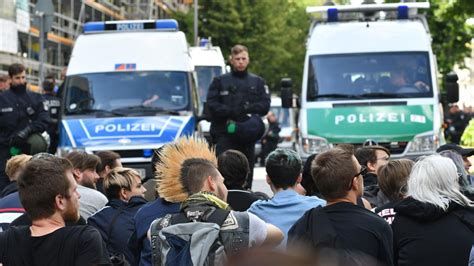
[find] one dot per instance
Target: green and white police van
(370, 77)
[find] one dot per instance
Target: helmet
(37, 144)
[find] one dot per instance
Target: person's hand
(300, 189)
(422, 85)
(151, 100)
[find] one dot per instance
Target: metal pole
(196, 23)
(41, 39)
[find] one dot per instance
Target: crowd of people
(344, 206)
(422, 212)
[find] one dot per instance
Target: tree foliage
(275, 32)
(451, 35)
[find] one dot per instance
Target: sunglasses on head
(363, 171)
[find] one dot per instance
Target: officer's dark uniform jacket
(232, 96)
(54, 104)
(19, 110)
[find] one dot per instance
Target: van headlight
(423, 143)
(314, 145)
(63, 151)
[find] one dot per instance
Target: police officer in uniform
(233, 98)
(53, 103)
(22, 114)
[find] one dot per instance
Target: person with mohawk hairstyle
(200, 178)
(170, 190)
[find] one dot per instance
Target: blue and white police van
(129, 88)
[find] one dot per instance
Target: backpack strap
(112, 222)
(218, 216)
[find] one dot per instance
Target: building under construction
(19, 33)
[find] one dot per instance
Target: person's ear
(211, 184)
(124, 194)
(355, 183)
(107, 169)
(371, 166)
(60, 202)
(268, 180)
(77, 173)
(299, 179)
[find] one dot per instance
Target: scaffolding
(69, 17)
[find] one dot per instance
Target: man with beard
(85, 173)
(22, 114)
(49, 195)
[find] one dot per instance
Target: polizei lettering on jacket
(379, 118)
(129, 127)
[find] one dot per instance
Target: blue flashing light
(203, 42)
(169, 24)
(402, 12)
(332, 15)
(147, 153)
(94, 26)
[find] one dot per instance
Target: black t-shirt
(75, 245)
(345, 226)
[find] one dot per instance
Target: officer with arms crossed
(22, 113)
(235, 100)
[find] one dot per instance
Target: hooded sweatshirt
(358, 236)
(425, 234)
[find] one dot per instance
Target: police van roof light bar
(131, 25)
(333, 11)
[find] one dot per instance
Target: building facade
(19, 33)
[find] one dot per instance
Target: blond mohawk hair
(168, 168)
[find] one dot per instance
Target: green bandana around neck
(205, 197)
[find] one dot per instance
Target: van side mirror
(286, 93)
(452, 87)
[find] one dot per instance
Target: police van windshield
(205, 75)
(283, 115)
(369, 76)
(127, 92)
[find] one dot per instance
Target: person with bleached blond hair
(434, 225)
(13, 169)
(123, 187)
(170, 191)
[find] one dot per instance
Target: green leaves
(273, 30)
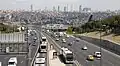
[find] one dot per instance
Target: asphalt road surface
(108, 58)
(22, 59)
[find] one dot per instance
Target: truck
(67, 55)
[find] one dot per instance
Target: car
(40, 61)
(77, 40)
(57, 39)
(0, 63)
(90, 57)
(97, 54)
(67, 36)
(84, 48)
(70, 44)
(12, 61)
(63, 40)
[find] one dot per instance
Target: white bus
(68, 55)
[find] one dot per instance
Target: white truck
(67, 54)
(12, 61)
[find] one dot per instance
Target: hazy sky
(41, 4)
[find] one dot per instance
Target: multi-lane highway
(108, 58)
(45, 55)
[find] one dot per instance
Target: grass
(110, 37)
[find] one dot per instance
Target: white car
(85, 48)
(97, 54)
(67, 36)
(12, 61)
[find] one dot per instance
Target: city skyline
(100, 5)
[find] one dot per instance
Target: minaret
(80, 8)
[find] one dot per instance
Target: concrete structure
(54, 61)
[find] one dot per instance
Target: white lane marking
(21, 61)
(77, 63)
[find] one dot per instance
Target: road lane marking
(77, 63)
(6, 57)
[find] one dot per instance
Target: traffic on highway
(59, 33)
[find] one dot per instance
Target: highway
(108, 58)
(57, 48)
(45, 55)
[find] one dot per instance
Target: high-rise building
(54, 8)
(86, 9)
(65, 9)
(31, 7)
(80, 8)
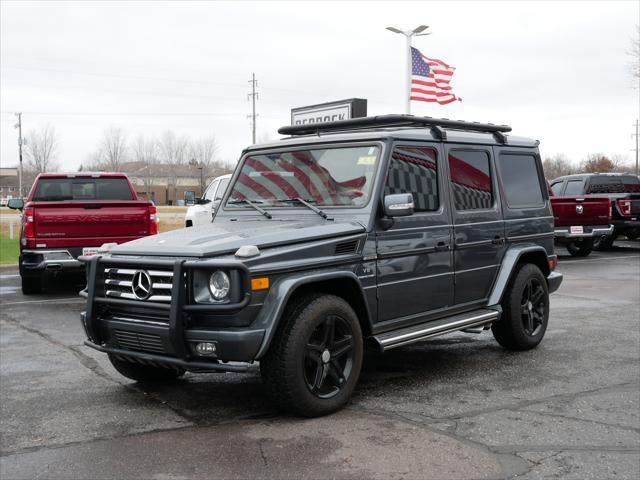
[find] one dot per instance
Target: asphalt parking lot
(454, 407)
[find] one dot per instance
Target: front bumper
(588, 232)
(553, 281)
(162, 332)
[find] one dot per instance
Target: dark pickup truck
(67, 215)
(623, 192)
(578, 221)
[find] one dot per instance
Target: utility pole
(253, 95)
(19, 127)
(637, 135)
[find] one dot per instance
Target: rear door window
(574, 187)
(520, 181)
(79, 189)
(471, 180)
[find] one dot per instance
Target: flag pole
(409, 69)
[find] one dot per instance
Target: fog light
(206, 348)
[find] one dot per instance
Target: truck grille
(118, 283)
(139, 341)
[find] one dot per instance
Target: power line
(253, 95)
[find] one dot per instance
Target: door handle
(441, 246)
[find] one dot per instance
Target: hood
(223, 238)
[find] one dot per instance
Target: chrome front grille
(118, 283)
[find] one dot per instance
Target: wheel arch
(342, 284)
(515, 256)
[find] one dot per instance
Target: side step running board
(416, 333)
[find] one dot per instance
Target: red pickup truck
(67, 215)
(579, 221)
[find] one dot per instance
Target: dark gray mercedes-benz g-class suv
(381, 230)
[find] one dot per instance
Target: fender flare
(510, 260)
(279, 295)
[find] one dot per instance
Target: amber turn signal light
(261, 283)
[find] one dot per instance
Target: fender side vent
(346, 247)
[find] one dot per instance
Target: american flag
(430, 79)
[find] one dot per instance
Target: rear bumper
(554, 280)
(588, 232)
(50, 260)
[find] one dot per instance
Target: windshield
(330, 177)
(59, 189)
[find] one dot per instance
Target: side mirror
(398, 205)
(16, 203)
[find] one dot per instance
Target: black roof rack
(437, 125)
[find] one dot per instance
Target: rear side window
(471, 180)
(414, 170)
(574, 187)
(59, 189)
(520, 181)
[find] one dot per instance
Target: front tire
(144, 373)
(314, 362)
(525, 310)
(580, 248)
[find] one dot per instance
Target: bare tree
(597, 163)
(41, 146)
(146, 152)
(113, 149)
(557, 166)
(173, 153)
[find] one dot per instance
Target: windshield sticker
(367, 160)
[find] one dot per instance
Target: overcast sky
(555, 71)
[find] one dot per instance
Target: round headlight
(219, 285)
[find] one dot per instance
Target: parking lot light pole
(409, 34)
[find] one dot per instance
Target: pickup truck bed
(68, 215)
(578, 220)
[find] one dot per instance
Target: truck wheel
(314, 360)
(31, 285)
(580, 248)
(525, 310)
(605, 242)
(144, 373)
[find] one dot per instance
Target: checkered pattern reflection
(414, 170)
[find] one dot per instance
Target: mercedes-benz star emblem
(141, 285)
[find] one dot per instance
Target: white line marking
(595, 259)
(72, 299)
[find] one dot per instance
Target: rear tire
(525, 310)
(31, 285)
(580, 248)
(144, 373)
(314, 361)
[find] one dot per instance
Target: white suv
(202, 212)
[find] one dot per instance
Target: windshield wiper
(308, 205)
(252, 205)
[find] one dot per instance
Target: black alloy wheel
(329, 356)
(315, 357)
(533, 307)
(525, 310)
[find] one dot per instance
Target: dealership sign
(329, 112)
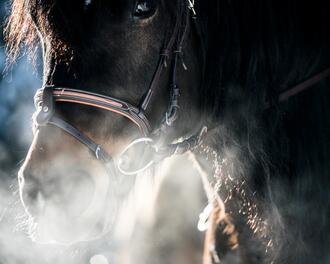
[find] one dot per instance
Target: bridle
(47, 97)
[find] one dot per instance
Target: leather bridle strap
(94, 100)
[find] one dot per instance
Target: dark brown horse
(116, 71)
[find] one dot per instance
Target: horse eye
(144, 8)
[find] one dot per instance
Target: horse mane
(262, 47)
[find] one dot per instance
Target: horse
(128, 84)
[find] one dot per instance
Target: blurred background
(17, 86)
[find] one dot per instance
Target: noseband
(47, 97)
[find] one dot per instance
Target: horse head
(113, 73)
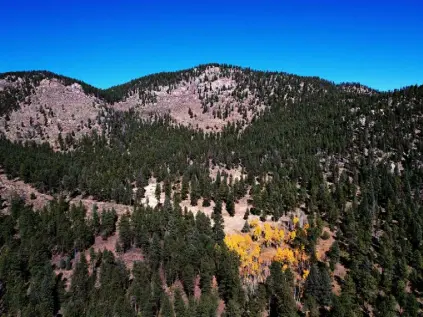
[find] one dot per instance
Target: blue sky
(377, 43)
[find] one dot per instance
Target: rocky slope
(43, 106)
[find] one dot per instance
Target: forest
(351, 162)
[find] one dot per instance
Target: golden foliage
(285, 256)
(248, 251)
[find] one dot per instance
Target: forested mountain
(312, 196)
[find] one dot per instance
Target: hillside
(40, 105)
(247, 194)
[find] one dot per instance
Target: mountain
(225, 191)
(38, 105)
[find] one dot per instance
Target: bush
(325, 235)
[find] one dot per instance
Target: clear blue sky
(110, 42)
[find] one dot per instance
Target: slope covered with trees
(348, 157)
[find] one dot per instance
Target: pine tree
(125, 232)
(279, 286)
(180, 308)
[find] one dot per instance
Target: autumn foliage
(263, 239)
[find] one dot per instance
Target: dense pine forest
(347, 157)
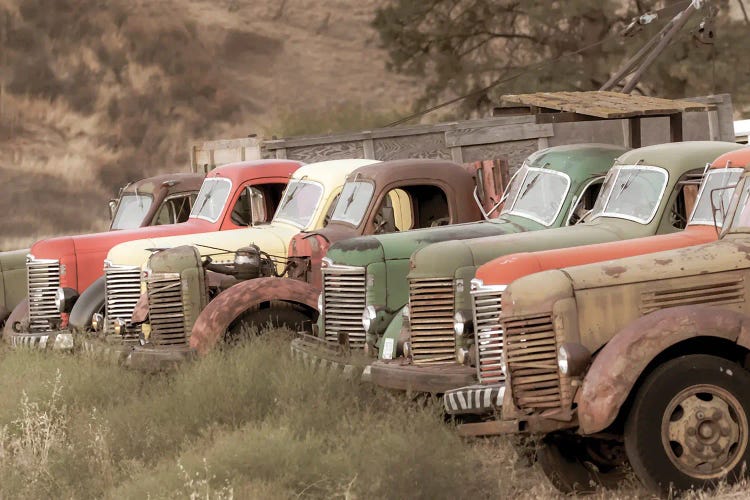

## ASSIGNED TASK
Transcribe exactly, and only, the lines from the one containing "Target: clear blue sky" through the last line of the records above, both included; leave out the pictures.

## RESULT OF THIS TASK
Target: clear blue sky
(110, 42)
[find] one dot per instance
Target: slope covered with trees
(348, 157)
[find] one dot per instance
Target: pine tree
(125, 232)
(279, 286)
(180, 308)
[find] one dot per instance
Target: autumn foliage
(263, 239)
[find] one dot per instance
Target: dense pine forest
(347, 157)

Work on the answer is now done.